Records provided:
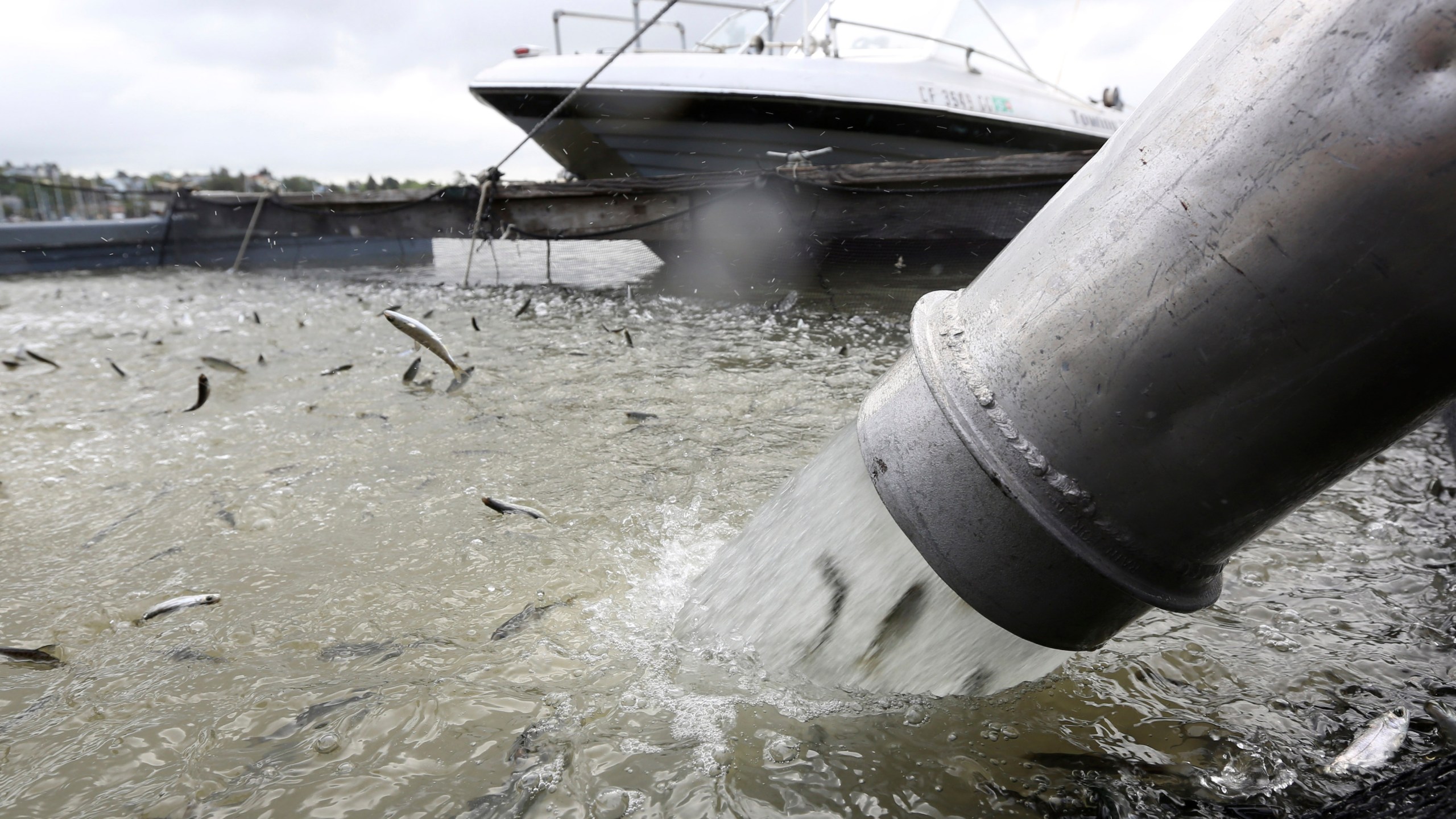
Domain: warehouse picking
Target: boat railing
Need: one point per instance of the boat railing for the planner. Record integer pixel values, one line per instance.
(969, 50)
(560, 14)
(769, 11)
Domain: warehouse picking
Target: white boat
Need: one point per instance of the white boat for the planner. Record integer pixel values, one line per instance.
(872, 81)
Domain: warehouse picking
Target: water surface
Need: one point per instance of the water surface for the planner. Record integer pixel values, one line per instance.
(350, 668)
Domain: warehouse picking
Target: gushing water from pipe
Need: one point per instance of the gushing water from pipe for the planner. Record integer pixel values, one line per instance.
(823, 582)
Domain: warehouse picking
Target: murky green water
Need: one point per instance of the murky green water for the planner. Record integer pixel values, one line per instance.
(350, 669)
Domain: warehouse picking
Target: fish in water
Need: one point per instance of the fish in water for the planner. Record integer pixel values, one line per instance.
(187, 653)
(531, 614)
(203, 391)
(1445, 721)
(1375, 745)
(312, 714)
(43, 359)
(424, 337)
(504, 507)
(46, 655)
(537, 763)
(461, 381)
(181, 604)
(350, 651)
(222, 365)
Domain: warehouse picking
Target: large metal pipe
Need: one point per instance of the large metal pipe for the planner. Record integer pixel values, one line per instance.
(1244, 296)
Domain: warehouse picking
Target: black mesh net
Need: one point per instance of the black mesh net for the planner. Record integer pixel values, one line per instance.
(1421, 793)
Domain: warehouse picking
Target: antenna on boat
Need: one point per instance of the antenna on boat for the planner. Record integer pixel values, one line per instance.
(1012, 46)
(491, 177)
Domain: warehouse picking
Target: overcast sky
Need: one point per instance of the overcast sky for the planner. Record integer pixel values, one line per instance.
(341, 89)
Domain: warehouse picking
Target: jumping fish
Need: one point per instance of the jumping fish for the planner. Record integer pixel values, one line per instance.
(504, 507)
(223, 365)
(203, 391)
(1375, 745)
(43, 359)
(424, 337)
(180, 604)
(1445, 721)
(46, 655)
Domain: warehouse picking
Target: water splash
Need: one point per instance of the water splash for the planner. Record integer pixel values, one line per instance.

---

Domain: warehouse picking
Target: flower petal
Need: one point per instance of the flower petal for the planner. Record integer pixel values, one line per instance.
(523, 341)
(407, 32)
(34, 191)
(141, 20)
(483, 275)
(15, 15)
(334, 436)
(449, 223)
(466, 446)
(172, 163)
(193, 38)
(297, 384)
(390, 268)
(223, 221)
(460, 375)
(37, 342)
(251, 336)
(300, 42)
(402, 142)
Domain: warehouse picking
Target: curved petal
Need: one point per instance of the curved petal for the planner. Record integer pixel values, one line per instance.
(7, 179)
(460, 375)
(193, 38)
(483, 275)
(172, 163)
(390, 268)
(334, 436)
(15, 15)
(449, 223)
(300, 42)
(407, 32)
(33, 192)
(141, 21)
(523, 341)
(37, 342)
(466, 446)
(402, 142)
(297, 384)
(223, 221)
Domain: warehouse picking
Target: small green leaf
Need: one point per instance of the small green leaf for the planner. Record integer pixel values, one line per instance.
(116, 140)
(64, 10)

What you should do:
Please pull out every line in the records above that contains the word "large", treating uppercase and lowercase as different.

Solution to this task:
Target: large metal pipe
Need: one point per instance of the large metal pipe for the planner. Record integer pixel values, one line per instance.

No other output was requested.